AIM: Reproduce only the lines from the line containing "of the moored" to the end of the entries below, including both of those lines.

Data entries
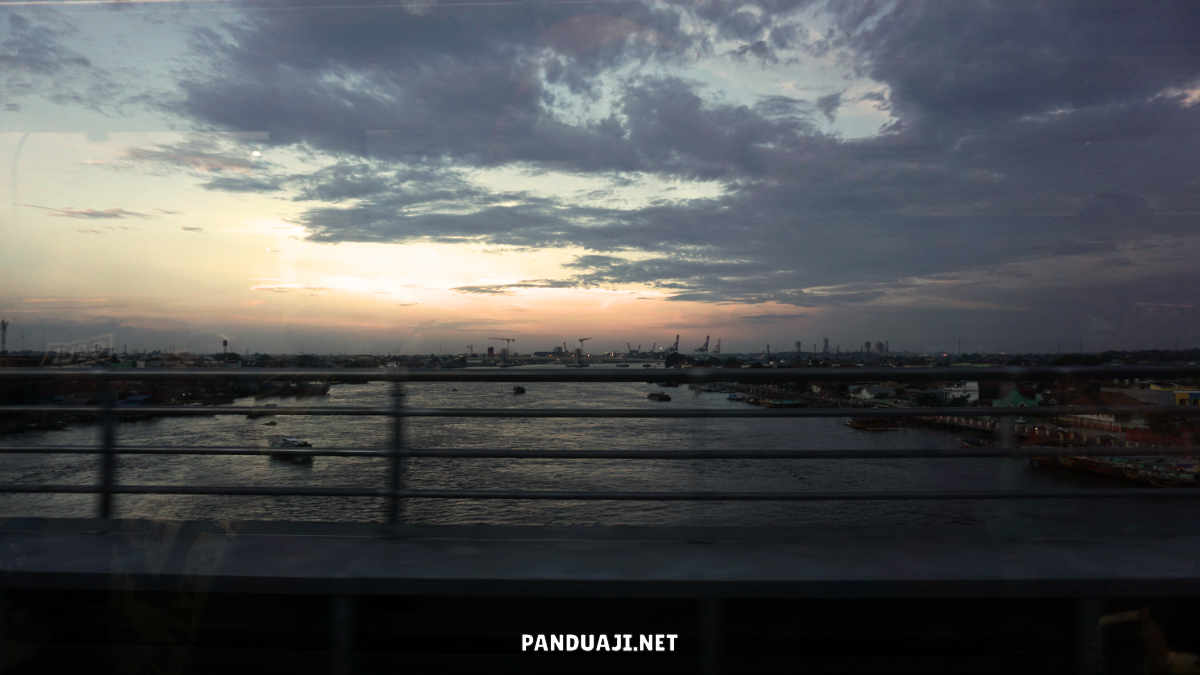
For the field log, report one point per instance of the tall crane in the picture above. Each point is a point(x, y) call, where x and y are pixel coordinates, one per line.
point(579, 353)
point(507, 342)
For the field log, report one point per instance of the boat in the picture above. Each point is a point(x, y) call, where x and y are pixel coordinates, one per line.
point(873, 424)
point(287, 443)
point(257, 414)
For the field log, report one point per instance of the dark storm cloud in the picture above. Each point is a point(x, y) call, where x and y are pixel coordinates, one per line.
point(828, 105)
point(37, 59)
point(449, 82)
point(1020, 130)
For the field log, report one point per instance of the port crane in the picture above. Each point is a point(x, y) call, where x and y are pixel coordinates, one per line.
point(507, 342)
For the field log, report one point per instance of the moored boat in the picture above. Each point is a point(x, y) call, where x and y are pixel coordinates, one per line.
point(873, 424)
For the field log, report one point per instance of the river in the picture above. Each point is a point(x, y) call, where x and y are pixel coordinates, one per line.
point(1051, 518)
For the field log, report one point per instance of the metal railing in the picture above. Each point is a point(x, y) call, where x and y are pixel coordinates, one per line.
point(399, 452)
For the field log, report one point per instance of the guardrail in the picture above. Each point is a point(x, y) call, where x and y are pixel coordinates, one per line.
point(399, 452)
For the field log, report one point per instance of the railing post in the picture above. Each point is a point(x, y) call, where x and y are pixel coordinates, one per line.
point(399, 464)
point(108, 459)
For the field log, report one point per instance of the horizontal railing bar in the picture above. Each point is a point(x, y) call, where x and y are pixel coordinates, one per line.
point(749, 375)
point(645, 412)
point(509, 453)
point(568, 495)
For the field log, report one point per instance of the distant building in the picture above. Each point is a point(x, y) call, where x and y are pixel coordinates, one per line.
point(873, 392)
point(1017, 399)
point(1187, 398)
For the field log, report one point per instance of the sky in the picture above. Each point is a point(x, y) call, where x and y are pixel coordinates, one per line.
point(415, 177)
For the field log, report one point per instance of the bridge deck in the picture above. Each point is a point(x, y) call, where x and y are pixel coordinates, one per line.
point(331, 559)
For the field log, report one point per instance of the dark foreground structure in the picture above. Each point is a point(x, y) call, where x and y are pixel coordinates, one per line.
point(101, 595)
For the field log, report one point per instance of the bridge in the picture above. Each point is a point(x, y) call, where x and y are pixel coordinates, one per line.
point(108, 593)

FINISHED ANSWER:
For the field log, report one point per instance of the moored boat in the picture above. Each point is a point(x, y) call, where x and y are pixel coordinates, one per line.
point(873, 424)
For the field log, report one point per instance of the river in the picture above. Each point is a point(x, y) call, where x and y are pixel coordinates, one per line.
point(1051, 518)
For the field log, report one point per instance of the metal railing in the picture above. Each point is a point(x, y) call, where x and y are pixel coordinates, one per line.
point(399, 452)
For the field log, report one point per instance of the guardrail in the picture above. Each point is a point(x, y) call, where x and y are pixel coordinates, one per line.
point(399, 452)
For the field log, report one point per instance of the railing post in the picture above. Each point is a point(x, y) call, where x and y are pixel coordinates, one per line.
point(399, 464)
point(108, 459)
For the field log, report one point per instance of the horizontal railing bar in the picture above. Each point is a point(x, y) call, where x and y are pixel coordinates, one per line.
point(749, 375)
point(645, 412)
point(509, 453)
point(568, 495)
For the field log, report one point per instance of the distant building in the picture above. Each point is a point(x, y) call, where x and y are pixel coordinates, one per line.
point(873, 392)
point(1017, 399)
point(1187, 398)
For the field log, report one point per instance of the sky in the picture above. Each point is a point(x, y) call, where x and y are pixel coordinates, one per line.
point(415, 177)
For the field log, report one point per instance of the bridge deck in the picture above. Each point is a point(x, y) call, where x and y are pixel coordinates, one per line.
point(331, 559)
For the field log, report one point per instance of the dark foreground structure in the picture above. Each point is a point(x, y) call, where x and y are pixel coordinates, one per line.
point(101, 595)
For the field log, report one point per instance of the bridge in the picture above. Each point is a point(x, y) call, where x and y are pixel coordinates, one per line.
point(108, 593)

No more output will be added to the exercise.